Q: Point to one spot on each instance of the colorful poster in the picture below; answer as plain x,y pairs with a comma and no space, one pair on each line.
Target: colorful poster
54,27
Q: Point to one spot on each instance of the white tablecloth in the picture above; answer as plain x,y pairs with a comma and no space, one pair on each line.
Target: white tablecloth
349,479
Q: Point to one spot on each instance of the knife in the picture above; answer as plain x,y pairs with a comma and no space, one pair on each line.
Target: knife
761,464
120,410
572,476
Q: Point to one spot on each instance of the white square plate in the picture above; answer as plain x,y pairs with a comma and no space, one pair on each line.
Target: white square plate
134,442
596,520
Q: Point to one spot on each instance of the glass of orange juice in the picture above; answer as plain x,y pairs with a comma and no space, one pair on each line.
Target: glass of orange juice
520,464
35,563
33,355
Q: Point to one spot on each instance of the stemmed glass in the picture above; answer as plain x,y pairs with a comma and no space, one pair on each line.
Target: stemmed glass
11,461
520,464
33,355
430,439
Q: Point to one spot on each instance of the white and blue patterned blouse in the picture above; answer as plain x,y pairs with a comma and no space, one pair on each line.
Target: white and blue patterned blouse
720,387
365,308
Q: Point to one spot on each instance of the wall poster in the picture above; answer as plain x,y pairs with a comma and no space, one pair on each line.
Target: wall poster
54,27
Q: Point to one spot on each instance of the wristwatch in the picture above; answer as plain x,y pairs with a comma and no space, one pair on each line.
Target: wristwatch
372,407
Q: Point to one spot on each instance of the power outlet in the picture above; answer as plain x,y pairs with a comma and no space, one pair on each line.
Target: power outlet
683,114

...

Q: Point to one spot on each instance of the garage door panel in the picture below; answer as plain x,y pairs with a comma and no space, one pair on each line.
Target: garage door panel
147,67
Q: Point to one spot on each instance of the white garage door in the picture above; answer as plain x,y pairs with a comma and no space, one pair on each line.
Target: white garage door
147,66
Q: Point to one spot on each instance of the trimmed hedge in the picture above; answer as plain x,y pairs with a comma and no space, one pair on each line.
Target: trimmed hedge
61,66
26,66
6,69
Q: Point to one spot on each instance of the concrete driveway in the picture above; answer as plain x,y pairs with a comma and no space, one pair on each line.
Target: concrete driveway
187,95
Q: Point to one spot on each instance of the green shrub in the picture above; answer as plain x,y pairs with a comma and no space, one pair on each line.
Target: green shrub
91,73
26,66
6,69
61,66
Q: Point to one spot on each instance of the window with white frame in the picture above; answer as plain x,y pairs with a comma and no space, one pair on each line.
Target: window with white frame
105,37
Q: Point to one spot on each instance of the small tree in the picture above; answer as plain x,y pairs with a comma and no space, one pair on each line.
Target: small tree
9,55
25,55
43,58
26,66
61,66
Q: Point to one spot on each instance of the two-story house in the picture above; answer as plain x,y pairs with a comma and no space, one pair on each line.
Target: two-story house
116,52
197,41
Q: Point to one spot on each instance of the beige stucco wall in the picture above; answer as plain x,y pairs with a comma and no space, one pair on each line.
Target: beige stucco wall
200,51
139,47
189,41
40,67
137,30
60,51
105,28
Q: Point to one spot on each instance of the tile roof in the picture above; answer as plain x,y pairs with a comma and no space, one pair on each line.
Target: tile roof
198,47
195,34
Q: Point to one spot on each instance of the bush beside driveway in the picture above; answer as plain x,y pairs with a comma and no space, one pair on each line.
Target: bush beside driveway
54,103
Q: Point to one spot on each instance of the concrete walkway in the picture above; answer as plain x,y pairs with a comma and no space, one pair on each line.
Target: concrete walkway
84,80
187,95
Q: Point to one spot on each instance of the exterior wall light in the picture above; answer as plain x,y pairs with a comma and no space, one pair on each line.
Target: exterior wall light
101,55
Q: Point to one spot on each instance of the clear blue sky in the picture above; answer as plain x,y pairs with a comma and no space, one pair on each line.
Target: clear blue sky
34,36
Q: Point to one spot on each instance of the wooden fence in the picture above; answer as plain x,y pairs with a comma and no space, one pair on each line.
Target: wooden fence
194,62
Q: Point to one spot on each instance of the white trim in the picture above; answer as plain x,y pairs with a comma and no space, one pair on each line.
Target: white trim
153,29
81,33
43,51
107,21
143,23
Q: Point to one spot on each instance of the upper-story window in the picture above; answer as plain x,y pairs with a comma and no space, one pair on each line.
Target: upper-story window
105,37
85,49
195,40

...

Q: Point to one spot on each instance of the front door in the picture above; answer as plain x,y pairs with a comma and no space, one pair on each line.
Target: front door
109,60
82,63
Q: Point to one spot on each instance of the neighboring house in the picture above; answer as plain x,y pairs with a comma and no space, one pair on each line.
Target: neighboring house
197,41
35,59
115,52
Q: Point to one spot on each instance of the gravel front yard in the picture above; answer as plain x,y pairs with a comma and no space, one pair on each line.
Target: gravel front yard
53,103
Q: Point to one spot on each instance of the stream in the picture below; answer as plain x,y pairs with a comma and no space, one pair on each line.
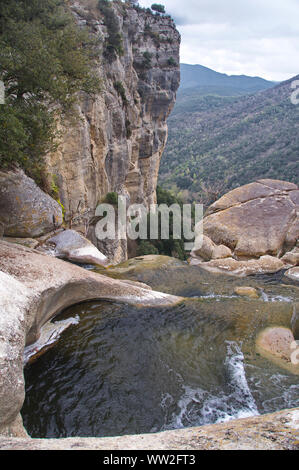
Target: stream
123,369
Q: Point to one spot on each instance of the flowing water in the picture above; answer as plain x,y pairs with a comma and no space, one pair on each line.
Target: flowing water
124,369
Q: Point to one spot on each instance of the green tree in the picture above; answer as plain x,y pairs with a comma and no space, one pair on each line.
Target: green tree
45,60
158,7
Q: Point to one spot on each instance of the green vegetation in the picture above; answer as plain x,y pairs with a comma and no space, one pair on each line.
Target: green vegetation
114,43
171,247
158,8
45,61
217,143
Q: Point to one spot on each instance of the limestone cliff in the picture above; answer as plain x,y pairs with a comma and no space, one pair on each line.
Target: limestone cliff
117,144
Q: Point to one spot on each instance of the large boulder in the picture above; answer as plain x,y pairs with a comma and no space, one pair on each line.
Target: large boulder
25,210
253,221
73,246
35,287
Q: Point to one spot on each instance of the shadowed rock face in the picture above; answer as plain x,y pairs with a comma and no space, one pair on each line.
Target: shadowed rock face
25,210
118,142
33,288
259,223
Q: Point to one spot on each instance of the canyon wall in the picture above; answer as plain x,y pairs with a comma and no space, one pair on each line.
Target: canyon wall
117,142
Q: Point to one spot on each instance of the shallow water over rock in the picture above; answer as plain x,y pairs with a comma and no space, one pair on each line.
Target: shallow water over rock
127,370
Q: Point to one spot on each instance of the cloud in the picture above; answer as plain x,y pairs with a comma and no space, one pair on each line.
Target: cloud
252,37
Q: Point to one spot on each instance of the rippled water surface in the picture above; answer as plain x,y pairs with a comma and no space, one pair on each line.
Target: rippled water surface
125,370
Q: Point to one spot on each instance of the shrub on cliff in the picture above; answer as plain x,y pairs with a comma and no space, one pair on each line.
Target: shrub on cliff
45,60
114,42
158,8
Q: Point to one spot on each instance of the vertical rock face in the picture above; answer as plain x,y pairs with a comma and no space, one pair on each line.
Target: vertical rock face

Your goal.
Count the lines of the items above that contain the word "blouse", and give only that number.

Full output.
2